• **TESTO DELLA PAGINA**:
Questi principi miliardari, con centinaia di miliardi di dollari al sicuro nei paradisi fiscali, credevano di poter impunemente portare morte e distruzione, coi loro jihadisti, all’interno della Siria, si sentivano al sicuro, senza alcun pericolo personale. Ora si accorgono di poter essere colpiti sanguinosamente nel loro guardatissimo centro di potere, e hanno paura. Una paura folle. E poi: se l’attentato all’uomo-chiave fosse una congiura di palazzo? Una frattura nella compagine dei prìncipi sauditi stessi? Sicuramente in queste ore si sta cercando di capirlo a Ryad, nel panico e nell’angoscia.
Ma ancor più clamoroso, se possibile, il silenzio di Washington. Passano le ore, passano i giorni, e il Dipartimento di Stato tace sulla morte di Bandar. Tacciono i «grandi» giornali americani. Salvo errore, tace persino la BBC, leggendaria per essere sempre sulla notizia.
È una botta per Al Qaeda, e l’America è in guerra con Al Qaeda; dovrebbe esultare. Oppure no?
Il sito Washington’s Blog evoca sardonico il 1984 di Orwell. Nel romanzo, la dittatura di Oceania è in guerra da innumerevoli anni con Eurasia. Di colpo, il regime di Oceania cambia alleanza: si allea con Eurasia, e insieme lottano in una guerra perpetua con Estasia. Lo Stato di Estasia diventa il mortale nemico. E la propaganda del regime convince il popolo che «Siamo sempre stati in guerra con Estasia»; ovviamente la popolazione, istupidita dalla propaganda del Grande Fratello, si mette ad inveire contro Estasia e ad applaudire il nuovo alleato Eurasia.

• **COMPLETA QUANTO SEGUE**:
**A)** Elenca tutti gli Stati del romanzo 1984 di Orwell che compaiono nell'articolo sulla morte di Bandar.
**B)** Prosegui l'articolo sulla morte di Bandar, riprendendo subito dopo l'ultima frase riportata.

Voci tratte da una raccolta di dati:
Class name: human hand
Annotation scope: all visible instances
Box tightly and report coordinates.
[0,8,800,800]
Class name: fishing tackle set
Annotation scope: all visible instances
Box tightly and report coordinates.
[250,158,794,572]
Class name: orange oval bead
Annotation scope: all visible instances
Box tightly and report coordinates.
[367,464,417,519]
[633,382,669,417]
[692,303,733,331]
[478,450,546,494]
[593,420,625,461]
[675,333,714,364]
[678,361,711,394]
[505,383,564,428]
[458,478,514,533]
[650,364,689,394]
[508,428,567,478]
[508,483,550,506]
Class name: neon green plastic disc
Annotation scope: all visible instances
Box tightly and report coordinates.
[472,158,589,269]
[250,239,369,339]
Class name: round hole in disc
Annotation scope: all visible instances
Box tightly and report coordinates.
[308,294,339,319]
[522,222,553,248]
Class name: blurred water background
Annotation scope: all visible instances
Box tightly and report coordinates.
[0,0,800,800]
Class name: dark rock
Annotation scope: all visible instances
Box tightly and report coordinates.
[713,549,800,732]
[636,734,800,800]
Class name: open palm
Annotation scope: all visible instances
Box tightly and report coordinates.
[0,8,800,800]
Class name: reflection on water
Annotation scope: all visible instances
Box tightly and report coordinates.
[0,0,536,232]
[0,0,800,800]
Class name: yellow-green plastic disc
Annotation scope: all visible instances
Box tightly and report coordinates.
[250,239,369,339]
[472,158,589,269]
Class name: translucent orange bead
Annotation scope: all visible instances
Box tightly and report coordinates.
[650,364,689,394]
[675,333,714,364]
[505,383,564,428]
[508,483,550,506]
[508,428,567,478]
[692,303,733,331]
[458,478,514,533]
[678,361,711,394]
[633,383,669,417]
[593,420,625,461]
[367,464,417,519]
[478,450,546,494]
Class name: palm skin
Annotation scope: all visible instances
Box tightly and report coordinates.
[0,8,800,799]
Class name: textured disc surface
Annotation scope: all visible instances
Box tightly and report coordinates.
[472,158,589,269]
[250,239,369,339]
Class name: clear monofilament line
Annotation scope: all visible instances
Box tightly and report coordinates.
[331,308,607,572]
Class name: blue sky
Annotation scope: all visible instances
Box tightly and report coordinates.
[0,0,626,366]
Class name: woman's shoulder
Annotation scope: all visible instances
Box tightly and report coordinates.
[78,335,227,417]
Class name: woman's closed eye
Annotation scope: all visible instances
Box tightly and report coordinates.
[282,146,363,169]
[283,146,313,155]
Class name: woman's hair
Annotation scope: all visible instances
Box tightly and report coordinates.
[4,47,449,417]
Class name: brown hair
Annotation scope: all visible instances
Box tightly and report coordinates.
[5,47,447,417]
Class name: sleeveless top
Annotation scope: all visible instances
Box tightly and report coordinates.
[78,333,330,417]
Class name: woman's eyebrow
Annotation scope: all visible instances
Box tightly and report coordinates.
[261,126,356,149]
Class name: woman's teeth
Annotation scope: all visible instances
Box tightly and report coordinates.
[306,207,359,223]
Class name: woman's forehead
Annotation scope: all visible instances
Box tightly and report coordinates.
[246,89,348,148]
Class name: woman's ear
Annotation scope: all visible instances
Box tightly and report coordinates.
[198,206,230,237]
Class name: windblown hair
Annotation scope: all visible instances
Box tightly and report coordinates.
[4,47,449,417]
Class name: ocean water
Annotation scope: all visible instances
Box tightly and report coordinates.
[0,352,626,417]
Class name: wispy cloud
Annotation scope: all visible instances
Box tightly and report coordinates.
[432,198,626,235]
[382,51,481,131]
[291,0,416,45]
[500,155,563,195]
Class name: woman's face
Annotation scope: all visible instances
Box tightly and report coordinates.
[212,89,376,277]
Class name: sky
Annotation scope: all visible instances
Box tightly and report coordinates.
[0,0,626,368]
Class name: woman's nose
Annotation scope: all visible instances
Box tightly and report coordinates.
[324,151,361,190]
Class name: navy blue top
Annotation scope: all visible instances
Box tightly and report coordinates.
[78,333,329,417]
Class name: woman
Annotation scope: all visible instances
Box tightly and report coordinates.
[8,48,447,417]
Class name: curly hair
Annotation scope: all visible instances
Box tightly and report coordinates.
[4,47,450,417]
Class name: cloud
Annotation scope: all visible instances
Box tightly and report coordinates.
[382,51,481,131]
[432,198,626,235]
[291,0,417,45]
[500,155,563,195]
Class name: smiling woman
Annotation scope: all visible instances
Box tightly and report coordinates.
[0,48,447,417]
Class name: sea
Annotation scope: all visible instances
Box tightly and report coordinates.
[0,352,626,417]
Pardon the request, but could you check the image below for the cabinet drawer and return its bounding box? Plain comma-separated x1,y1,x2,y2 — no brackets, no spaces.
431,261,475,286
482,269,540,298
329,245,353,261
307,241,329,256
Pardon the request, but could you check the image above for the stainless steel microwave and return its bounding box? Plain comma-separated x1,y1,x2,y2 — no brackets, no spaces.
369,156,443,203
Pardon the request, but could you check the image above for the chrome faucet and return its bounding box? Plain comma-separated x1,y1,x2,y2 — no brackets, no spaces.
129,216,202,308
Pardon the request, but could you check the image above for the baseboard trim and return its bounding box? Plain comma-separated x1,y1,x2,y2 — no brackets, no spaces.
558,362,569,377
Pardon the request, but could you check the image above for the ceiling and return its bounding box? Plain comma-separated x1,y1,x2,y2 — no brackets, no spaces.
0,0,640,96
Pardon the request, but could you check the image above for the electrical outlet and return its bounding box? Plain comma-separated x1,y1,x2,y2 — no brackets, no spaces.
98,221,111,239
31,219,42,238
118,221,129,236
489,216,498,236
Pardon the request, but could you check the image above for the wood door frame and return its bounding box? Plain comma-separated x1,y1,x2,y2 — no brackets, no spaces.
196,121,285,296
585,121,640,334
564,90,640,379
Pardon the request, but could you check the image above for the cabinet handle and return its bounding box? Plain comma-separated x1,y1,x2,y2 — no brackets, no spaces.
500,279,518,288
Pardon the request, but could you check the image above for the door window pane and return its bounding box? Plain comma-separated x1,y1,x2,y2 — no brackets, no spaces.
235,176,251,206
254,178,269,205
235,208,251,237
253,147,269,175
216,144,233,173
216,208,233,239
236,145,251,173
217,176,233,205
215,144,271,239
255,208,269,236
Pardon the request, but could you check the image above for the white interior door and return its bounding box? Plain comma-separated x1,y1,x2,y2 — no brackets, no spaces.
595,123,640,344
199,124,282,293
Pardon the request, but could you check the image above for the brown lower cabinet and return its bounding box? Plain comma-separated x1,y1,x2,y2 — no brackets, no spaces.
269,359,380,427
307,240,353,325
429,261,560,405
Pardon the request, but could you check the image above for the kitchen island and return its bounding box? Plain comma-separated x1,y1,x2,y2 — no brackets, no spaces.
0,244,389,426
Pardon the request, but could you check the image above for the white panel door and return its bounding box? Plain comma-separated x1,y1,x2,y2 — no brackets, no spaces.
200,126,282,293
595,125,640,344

• **RISPOSTE ALLE CONSEGNE**:
**A)** Oceania, Eurasia, Estasia

**B)**
«Siamo sempre stati in guerra con Estasia». Gli americani sono pregati di dimenticare – e dimenticano subito, grazie a CNN e Fox News, al Washington Post e al New York Times – che ufficialmente erano da decenni in guerra con Al Qaeda su tutti i fronti possibili e immaginabili, perchè Al Qaeda appare dovunque, in Somalia, in –Nordafrica, in Iraq, in Siria, in Libano. Solo che stavolta, Al Qaeda combatte contro il regime laico di Assad in Siria, e l’Occidente dà una mano ai ribelli, ossia ad Al Qaeda.
Già in Libia, l’alleanza fra Al Qaeda (Bandar bin Sultan) e gli occidentali è apparsa evidente. Oggi «Al Qaeda» controlla la Libia, e manda combattenti in Siria, che commettono atrocità contro la popolazione civile.
È un’alleanza antica. Zbigniew Brzezinski, che fu il consigliere di Sicurezza Nazionale di Jimmy Carter, ha raccontato come l’America creò, sostenne e finanziò Bin Laden e gli altri fondatori di Al Qaeda per combattere i sovietici in Afghanistan. Lo stesso Brzezinski ha raccontato, in una audizione al Senato USA del 2007, che «la guerra al terrore islamico» (Al Qaeda) è «un mito storico, una narrativa». (SFRC Testimony - Zbigniew Brzezinski, February 1, 2007)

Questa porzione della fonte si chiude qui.